Pairing teams, algorithms, and long Tuesday away trips: How the Premier League and EFL work out fixtures – The Athletic

In the mind’s eye, it is an enormous piece of machinery, rattling, rumbling and flashing its lights intermittently. For minutes it will make an almighty din until — ping! — a narrow thread of ticker-tape paper emerges from its innards detailing precisely how the season ahead will be shaped.

The fixture computer is part of football folklore. It is cursed for sending your club to Norwich City on a Tuesday night and thanked for that gentle start to a season which was absolutely long overdue. It can’t hope to get everything right with its perceived in-built biases against every fanbase but it is cherished all the same. It gives us structure, something to plan for.

And all its latest work will be presented for thousands to devour next week as the Premier League and its 20 clubs announce their fixture lists for 2022-23 on Thursday morning (at 9am UK time). The English Football League (EFL) follows suit seven days later, presenting a sheet of commitments to its 72 clubs.

Fixture release day is the culmination of eight months of planning. Those involved call it “the impossible job” but once the world is allowed to see all those fixtures — 2,036 in total, across the top four divisions of English football — there is a collective sigh of relief.

Primarily from Glenn Thompson, who is the man at the heart of it all.

Thompson works for Atos, the IT company that has delivered Premier League and EFL fixtures for the last 30 years. Until 1982, it was done by hand — written out, with pen and paper — but the annual honour now belongs to Thompson’s laptop. In goes all the necessary data, and out come those fixtures.

It is a random, automated process at its core, but with a bundle of caveats that make it a far more complex operation. There is sequencing (more on that later), there are algorithms and pairing grids, and the date requests of individual clubs to consider, before all is revealed.

There will be grumbles. There are always grumbles. But by the end, the coming season will have its map.

“You can’t satisfy everyone,” Thompson has said. “It’s a compromise across all clubs. You can’t do anything to favour any one club.”


At the peak of his powers, Sir Alex Ferguson was not always a friend of the fixture computer.

“Our programme did not do us any favours and we have been handicapped by the Premier League,” the Manchester United manager said in 2009, bemoaning that his side had been drawn away to a string of dangerous opponents immediately after midweek Champions League ties.

david-moyes
Alex Ferguson was not happy about Manchester United’s fixtures in 2009 (Photo: Matthew Peters/Manchester United via Getty Images)

________________________________________

→ **Assigned task A**
Print the passage on English football fixtures word for word, from "There will be" up to and including "via Getty Images)".
→ **Assigned task B**
Name each year or season that the fixtures passage gives in numbers.
→ **Assigned task C**
Write the next part of the article about how English football fixtures are scheduled, starting after its final line.

→ **Material supplied**
________________________________________

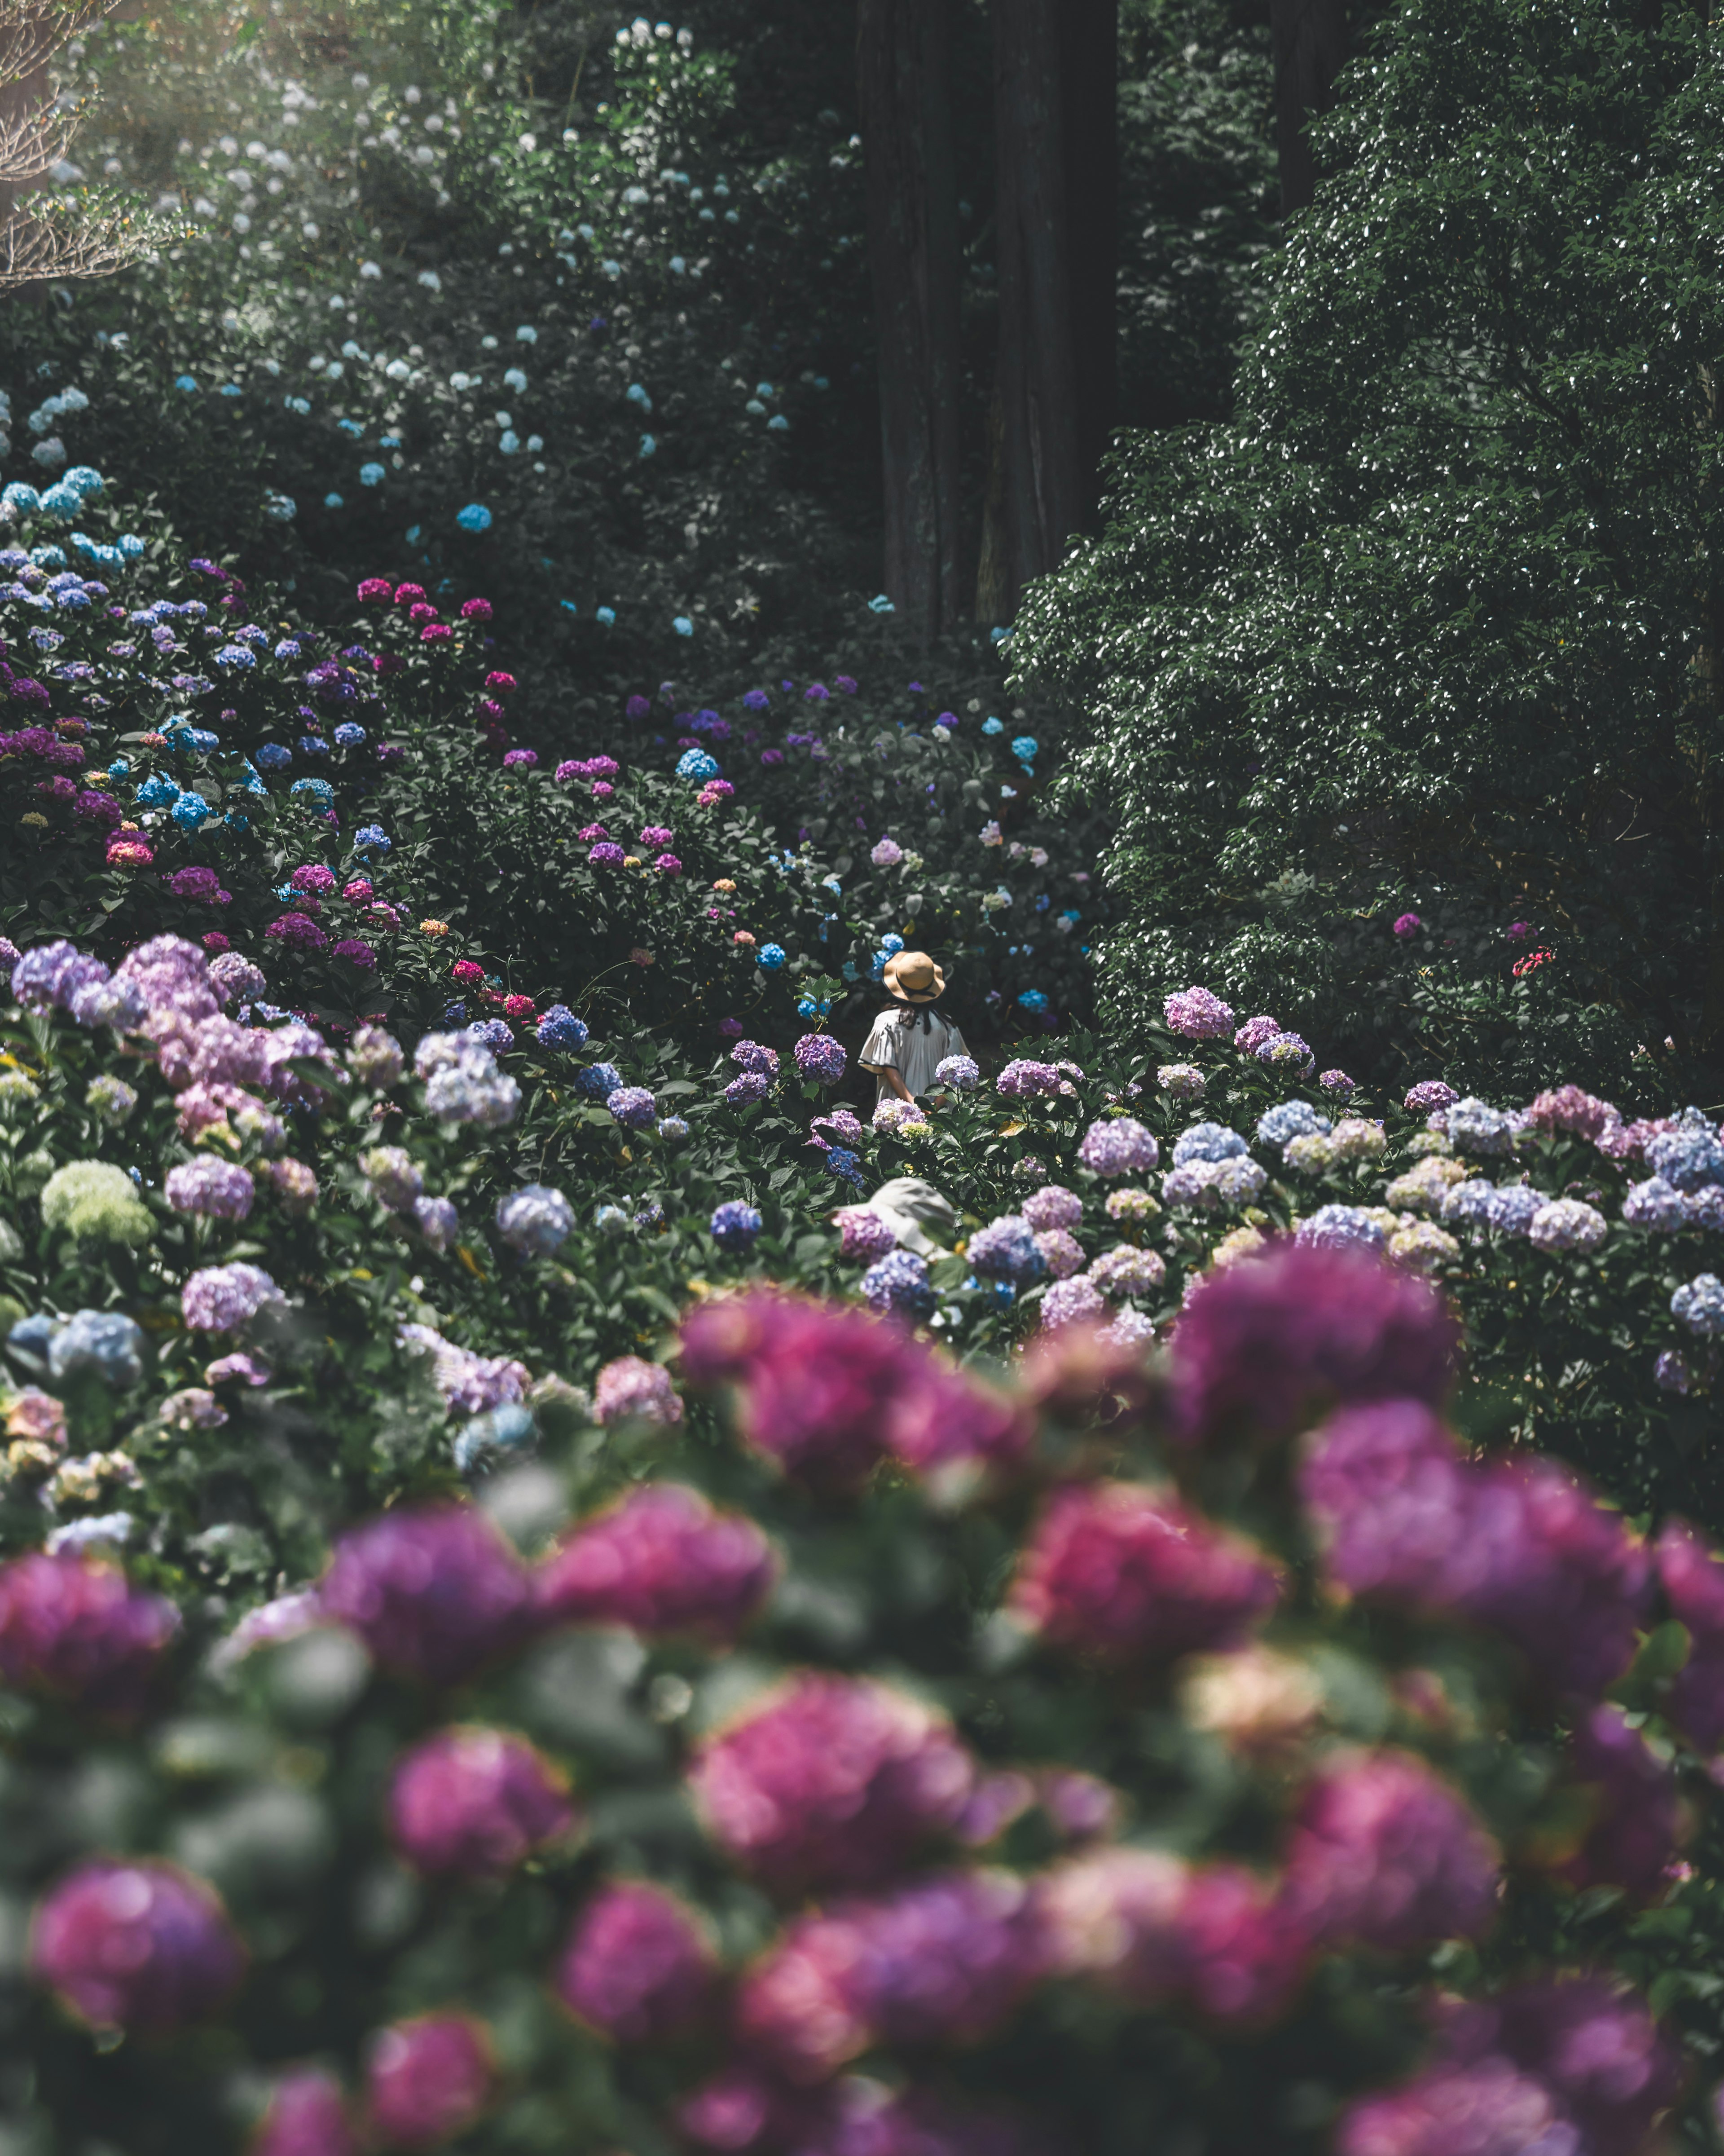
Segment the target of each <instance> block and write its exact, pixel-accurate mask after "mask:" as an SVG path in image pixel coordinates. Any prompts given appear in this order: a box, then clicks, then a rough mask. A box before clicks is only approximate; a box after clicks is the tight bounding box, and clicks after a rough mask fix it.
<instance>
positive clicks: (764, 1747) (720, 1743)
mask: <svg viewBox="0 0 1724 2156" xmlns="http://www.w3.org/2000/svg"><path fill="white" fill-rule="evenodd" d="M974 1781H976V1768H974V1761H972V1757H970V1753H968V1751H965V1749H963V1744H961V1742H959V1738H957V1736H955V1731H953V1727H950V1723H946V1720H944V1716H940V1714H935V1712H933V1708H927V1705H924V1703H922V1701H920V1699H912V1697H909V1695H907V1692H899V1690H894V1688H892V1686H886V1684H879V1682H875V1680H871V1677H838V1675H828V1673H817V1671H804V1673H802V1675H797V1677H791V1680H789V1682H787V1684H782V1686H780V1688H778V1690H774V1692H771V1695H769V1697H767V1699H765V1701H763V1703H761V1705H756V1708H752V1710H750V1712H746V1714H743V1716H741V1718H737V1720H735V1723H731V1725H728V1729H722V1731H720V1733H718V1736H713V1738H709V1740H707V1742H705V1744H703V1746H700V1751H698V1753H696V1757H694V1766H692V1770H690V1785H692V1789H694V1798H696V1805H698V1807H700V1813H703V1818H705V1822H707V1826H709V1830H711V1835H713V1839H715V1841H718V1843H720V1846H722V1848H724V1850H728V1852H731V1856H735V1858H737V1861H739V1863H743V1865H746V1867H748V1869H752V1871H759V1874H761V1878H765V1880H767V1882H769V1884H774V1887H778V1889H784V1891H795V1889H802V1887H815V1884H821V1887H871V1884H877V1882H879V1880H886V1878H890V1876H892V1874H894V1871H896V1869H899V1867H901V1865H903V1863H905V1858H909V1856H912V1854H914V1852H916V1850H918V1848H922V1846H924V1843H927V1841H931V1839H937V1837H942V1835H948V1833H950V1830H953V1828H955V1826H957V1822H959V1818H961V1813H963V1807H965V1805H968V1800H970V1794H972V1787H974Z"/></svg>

________________________________________

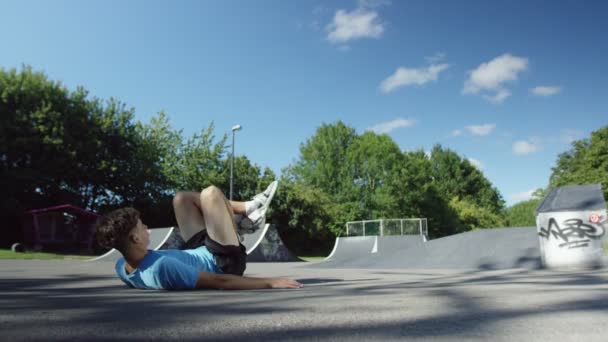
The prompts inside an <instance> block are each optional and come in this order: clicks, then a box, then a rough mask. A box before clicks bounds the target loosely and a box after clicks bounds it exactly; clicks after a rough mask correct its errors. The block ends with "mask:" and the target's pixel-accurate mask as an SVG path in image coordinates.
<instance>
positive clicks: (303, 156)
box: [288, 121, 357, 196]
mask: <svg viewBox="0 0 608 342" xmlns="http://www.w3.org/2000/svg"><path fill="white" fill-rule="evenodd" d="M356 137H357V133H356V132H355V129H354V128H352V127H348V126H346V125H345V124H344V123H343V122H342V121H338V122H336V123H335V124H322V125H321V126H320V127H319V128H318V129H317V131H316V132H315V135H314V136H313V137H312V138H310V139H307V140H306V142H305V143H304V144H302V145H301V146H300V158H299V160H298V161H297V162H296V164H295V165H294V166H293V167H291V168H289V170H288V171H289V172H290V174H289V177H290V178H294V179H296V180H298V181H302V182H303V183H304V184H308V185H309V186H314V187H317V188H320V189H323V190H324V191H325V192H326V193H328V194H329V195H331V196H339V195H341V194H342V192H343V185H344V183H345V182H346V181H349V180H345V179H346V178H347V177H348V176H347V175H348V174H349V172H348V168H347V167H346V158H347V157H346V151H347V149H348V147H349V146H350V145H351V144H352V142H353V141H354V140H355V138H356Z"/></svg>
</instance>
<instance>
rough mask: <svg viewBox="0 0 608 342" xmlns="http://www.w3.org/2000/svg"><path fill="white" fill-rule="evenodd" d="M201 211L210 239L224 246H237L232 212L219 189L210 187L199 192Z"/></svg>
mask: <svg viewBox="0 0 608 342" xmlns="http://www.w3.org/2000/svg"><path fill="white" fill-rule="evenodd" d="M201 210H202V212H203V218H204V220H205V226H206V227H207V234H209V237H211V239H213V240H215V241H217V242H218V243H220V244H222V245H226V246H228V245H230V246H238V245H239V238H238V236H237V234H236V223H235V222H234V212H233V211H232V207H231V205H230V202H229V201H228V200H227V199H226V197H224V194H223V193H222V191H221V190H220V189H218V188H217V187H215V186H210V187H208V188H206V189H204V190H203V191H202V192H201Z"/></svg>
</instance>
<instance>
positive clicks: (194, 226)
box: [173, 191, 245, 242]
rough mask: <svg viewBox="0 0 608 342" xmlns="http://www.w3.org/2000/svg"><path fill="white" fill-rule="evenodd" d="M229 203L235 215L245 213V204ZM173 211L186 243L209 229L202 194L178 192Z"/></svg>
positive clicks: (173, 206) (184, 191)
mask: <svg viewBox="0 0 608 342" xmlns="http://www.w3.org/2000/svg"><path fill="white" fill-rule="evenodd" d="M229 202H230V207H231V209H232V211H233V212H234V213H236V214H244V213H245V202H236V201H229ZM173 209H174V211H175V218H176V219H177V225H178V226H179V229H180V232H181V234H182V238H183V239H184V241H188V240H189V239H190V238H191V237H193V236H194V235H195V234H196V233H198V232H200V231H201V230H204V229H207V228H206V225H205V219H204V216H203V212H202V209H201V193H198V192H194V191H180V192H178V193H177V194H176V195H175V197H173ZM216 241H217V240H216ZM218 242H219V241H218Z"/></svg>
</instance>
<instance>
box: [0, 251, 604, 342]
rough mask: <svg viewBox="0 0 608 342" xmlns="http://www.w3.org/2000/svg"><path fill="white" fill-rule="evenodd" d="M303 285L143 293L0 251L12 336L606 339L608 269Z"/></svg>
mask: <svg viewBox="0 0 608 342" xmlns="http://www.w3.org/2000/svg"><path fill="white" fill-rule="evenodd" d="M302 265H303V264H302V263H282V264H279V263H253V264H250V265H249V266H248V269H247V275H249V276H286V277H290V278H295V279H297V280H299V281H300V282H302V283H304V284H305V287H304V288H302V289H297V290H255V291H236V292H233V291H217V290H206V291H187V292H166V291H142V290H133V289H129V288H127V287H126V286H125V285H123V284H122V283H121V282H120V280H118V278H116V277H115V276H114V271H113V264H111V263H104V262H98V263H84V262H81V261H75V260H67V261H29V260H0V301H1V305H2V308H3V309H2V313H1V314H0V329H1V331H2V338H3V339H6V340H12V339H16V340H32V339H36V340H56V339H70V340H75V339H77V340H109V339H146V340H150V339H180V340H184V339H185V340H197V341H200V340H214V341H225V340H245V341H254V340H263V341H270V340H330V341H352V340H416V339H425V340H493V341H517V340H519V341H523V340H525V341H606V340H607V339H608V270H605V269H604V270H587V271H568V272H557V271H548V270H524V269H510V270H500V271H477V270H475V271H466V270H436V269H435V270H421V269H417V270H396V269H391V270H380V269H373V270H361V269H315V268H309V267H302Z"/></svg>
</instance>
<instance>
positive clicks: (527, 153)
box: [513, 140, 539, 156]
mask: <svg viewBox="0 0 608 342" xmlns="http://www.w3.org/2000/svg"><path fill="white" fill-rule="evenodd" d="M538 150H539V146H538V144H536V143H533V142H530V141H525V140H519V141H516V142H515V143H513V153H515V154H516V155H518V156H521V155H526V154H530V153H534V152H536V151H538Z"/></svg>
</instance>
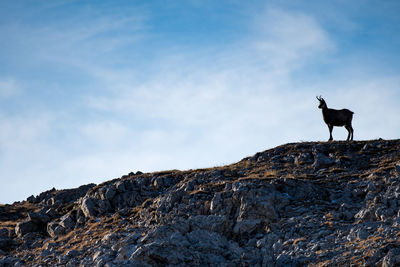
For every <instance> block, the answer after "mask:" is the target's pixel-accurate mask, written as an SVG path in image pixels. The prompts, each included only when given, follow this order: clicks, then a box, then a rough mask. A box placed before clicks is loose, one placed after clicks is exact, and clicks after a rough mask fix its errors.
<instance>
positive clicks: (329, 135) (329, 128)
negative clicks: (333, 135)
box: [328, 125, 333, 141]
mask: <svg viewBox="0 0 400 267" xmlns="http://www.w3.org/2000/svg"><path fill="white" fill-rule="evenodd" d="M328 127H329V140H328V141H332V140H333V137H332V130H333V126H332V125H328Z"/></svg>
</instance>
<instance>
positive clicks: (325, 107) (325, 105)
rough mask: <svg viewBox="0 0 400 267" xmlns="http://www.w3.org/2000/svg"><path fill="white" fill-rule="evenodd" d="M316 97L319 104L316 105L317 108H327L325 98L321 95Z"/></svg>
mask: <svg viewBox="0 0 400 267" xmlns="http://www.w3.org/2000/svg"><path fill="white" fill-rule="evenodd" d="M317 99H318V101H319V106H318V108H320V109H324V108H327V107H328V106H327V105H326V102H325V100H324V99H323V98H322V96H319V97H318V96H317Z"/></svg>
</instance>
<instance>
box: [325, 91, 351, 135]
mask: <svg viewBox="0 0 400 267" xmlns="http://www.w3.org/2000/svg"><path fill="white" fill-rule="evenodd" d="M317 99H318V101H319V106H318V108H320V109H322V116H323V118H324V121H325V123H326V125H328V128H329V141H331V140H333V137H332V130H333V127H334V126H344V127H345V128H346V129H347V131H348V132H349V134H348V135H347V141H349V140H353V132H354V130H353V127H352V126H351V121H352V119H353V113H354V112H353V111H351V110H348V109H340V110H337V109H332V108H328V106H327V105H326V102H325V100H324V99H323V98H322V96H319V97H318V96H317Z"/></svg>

________________________________________

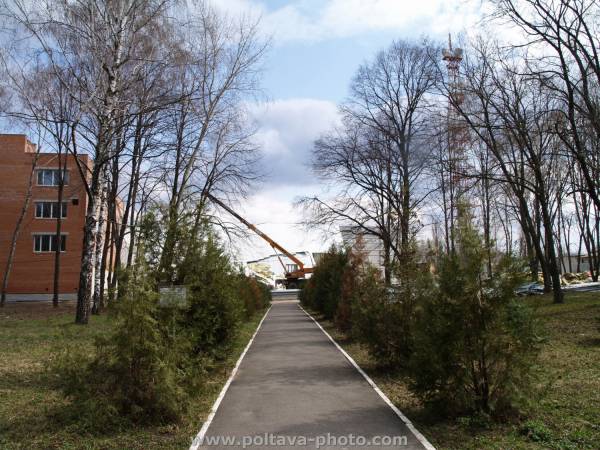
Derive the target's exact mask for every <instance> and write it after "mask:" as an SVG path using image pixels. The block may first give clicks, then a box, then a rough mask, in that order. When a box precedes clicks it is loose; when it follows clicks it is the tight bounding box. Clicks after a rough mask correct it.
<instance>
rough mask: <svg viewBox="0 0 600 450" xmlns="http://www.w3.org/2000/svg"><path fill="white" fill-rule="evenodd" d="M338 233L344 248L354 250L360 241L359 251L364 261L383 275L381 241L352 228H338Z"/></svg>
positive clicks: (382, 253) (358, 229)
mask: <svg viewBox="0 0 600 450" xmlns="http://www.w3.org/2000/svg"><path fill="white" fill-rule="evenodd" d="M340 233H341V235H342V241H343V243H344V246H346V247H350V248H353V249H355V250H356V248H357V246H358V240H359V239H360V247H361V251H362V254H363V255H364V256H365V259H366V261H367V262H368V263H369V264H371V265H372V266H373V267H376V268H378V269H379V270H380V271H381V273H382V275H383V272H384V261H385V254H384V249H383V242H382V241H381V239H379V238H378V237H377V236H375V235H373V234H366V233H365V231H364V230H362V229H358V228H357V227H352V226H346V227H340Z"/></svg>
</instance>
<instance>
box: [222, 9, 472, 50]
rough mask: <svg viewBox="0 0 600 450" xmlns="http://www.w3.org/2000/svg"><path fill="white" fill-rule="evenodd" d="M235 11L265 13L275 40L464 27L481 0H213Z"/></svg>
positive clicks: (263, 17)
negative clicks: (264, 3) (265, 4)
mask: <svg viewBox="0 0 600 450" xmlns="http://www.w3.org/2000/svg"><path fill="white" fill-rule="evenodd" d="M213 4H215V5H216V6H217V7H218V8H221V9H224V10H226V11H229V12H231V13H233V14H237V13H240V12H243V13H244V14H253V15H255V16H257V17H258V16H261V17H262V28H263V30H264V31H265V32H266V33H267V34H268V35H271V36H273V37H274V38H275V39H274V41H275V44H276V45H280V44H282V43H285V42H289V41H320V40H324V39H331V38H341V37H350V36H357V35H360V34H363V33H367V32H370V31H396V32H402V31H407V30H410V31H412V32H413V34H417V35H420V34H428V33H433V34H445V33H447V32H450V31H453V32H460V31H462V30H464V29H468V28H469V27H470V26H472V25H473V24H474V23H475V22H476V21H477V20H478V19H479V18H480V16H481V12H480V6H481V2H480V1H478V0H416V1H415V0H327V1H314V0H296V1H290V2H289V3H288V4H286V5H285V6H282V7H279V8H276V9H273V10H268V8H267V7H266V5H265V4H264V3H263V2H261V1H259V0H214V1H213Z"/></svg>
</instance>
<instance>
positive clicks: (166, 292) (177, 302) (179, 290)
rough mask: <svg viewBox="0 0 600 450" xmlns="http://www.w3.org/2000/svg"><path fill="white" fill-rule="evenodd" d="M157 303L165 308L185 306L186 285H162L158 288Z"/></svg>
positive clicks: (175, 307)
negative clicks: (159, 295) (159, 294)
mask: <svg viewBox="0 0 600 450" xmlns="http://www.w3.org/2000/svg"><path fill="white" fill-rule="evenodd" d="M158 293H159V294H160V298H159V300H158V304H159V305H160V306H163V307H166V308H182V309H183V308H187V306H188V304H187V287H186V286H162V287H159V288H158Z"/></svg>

________________________________________

→ **Expected output A**
There will be grumbles. There are always grumbles. But by the end, the coming season will have its map.

“You can’t satisfy everyone,” Thompson has said. “It’s a compromise across all clubs. You can’t do anything to favour any one club.”


At the peak of his powers, Sir Alex Ferguson was not always a friend of the fixture computer.

“Our programme did not do us any favours and we have been handicapped by the Premier League,” the Manchester United manager said in 2009, bemoaning that his side had been drawn away to a string of dangerous opponents immediately after midweek Champions League ties.

david-moyes
Alex Ferguson was not happy about Manchester United’s fixtures in 2009 (Photo: Matthew Peters/Manchester United via Getty Images)

→ **Expected output B**
2022-23, 1982, 2009

→ **Expected output C**
“They tell me it’s not planned. Bloody hell. I’ve got my doubts. Next year we will be sending somebody to see how it happens, I can assure you.”

Jose Mourinho has been down a similar road. No, really.

At his cantankerous best in 2005, fresh from winning a first Premier League title, he was angered for the same reason, as Chelsea were consistently given domestic away games after Champions League ties. Arsenal, meanwhile, a Champions League fixture in those days, were “always at home”. Mourinho inferred this was due to Arsenal vice-chairman David Dein’s position as a board member at the FA.

“Why do you (the media) have nothing to say about that?” he asked. “Is it only Jose Mourinho who looks at the fixtures who finds something very strange?”

Thompson is used to being depicted as the dastardly menace out to sabotage clubs and will knowingly roll his eyes at the suggestion of his fixtures being rigged. “Over the years you get used to it,” he said.

The compilation of a season’s fixtures is not a transparent process and nor can it ever hope to be. Unlike a cup draw, televised live for a watching world, it is too laborious and detailed for that.

If Ferguson really wanted a peek behind the curtain, he would see a project that effectively begins in November of every year.

That is the point where the FA, Premier League and EFL come together to produce a joint fixture schedule that encompasses all of the following season’s domestic football calendar. Dates will be locked in for the FA Cup, EFL Cup and EFL Trophy ties that punctuate the league season, avoiding clashes with European and national-team commitments.

If those are the bones of the fixture list, flesh is added in early spring. Questionnaires are sent to every club, who are asked for views and observations on the schedule placed in front of them. That brings the opportunity for feedback, with clubs able to make date requests to their relevant league.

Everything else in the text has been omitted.